(TASK GOAL):
Answer these questions from the John Lewis text below:
(a) By what percentage did John Lewis' online sales rise?
(b) What was the lowest Current Customer score, and in which month was it recorded?
(c) What Value score does Marks & Spencer have?

(DOCUMENT EXCERPT):
▶

British retailer John Lewis has announced hundreds of jobs are at risk as the brand considers the permanent closure of more department stores following the “economic earthquake” of the COVID-19 pandemic. Staff were already told earlier this year that there would be no annual bonus this year.
The chairwoman of the John Lewis Partnership, Dame Sharon White, said that John Lewis had witnessed “a decade-load of change concertinaed into one year” and was having to adapt to changing customer shopping habits. The value of John Lewis’ department stores had been diminished by the growth of online sales which were up by 73% as in-store sales fell 59%.
YouGov BrandIndex data shows that Current Customer scores, which indicate whether someone has purchased goods from the retailer in the past three months, declined steadily from 17.1 in March 2020 to its lowest score of 9.9 in July as a result of the pandemic. These scores then spiked to pre-pandemic levels at Christmas (17.8) but decreased again as a result of the January lockdowns.
However, while Consideration scores (whether someone would consider purchasing from the brand in future) fluctuated throughout the past 12 months - likely reflecting seasonal changes and reactions to changing restrictions - they have remained within 38.5 and 43.2 indicating that consumer desire to shop at John Lewis has not changed.
John Lewis recently announced it will roll out a new pricing structure once stores reopen on 12 April while remaining true to the brands fair value ethos; Never Knowingly Undersold. John Lewis’ Value score, a net measure of whether consumers think a brand represents good or poor value for money, increased by 1.3 points from 17.1 in the 12 months before the pandemic began to 18.4 for the 12 months after. While this score has increased, there is room for John Lewis to improve – the brand currently ranks eighth behind high street retail competitors like Marks & Spencer, who rank fourth with a score of 26.
John Lewis consistently ranks top of YouGov’s Best Brand Rankings and has the highest Reputation score among high street retail brands (45.8). It similarly scores highly for Impression (50), a net measure of whether consumers have a positive or negative impression of the brand and quality (58.9), a net measure of whether consumers think the brand represents good or bad quality.
Whilst lower prices are good news for customers, this new focus on value must be careful not to damage John Lewis’ image and reputation among customers by lowering quality.

◀

(RAW DATA):
▶

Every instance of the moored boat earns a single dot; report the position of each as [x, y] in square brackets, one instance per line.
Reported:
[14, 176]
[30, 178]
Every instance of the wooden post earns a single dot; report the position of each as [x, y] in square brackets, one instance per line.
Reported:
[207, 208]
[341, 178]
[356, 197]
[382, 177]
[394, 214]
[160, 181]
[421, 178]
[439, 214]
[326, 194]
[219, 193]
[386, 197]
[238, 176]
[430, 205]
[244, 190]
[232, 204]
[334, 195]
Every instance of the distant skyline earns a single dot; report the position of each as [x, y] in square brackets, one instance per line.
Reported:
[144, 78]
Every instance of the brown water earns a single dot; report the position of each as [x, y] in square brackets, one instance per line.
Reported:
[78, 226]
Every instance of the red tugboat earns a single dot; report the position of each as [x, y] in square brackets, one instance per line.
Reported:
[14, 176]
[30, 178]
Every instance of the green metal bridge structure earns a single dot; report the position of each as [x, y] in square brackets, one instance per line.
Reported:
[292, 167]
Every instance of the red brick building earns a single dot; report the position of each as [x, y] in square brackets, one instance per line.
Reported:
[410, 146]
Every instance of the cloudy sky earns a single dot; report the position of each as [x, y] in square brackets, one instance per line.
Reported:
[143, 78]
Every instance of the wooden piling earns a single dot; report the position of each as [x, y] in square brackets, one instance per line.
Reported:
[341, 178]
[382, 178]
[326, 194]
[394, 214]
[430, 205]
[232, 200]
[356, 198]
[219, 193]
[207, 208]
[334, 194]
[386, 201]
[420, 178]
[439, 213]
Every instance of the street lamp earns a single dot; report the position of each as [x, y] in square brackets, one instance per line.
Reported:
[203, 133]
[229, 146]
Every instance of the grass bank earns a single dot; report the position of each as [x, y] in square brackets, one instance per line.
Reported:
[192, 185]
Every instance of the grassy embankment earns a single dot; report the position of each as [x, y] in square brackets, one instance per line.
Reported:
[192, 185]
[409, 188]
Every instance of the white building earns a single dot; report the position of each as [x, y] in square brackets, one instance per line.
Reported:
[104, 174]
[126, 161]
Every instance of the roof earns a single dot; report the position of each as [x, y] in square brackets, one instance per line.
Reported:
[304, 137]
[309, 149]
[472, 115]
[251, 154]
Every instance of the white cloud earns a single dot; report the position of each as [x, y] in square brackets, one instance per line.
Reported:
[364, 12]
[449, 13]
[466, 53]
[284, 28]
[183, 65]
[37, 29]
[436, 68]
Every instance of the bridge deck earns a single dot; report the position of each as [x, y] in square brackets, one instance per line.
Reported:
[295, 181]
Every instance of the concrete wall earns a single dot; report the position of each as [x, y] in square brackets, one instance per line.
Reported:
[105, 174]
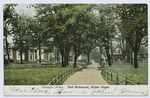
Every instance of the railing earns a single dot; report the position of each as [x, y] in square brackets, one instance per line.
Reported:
[31, 66]
[58, 79]
[110, 75]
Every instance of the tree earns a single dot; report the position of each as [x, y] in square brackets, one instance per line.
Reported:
[105, 29]
[20, 34]
[8, 16]
[134, 25]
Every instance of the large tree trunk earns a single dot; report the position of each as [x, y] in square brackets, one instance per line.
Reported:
[39, 50]
[7, 51]
[57, 56]
[67, 58]
[63, 61]
[75, 60]
[131, 59]
[108, 55]
[135, 59]
[21, 55]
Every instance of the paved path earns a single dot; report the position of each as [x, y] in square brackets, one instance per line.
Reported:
[89, 76]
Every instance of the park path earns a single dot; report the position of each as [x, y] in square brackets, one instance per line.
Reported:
[89, 76]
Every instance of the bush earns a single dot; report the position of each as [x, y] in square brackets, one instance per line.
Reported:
[83, 60]
[11, 60]
[5, 61]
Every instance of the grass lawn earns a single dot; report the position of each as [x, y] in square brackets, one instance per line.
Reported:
[32, 76]
[136, 75]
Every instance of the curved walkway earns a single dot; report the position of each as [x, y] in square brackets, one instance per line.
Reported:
[89, 76]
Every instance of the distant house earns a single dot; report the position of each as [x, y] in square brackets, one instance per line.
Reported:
[33, 54]
[117, 54]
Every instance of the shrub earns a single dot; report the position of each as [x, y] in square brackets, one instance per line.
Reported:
[83, 60]
[11, 60]
[5, 61]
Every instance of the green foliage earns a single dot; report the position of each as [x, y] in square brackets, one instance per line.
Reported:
[11, 60]
[83, 60]
[31, 76]
[135, 75]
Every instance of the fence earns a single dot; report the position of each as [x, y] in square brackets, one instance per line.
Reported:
[58, 79]
[111, 76]
[31, 65]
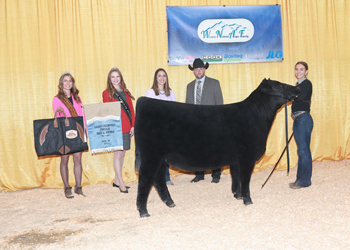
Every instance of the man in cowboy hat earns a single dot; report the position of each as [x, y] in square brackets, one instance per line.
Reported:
[204, 91]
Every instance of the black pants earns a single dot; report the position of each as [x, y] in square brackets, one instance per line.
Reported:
[216, 173]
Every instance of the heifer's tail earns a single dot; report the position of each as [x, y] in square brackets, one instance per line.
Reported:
[137, 160]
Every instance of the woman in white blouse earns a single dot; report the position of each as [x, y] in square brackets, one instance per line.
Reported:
[161, 90]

◀

(ANSWER AREA):
(a) 73%
(b) 9.9, in July
(c) 26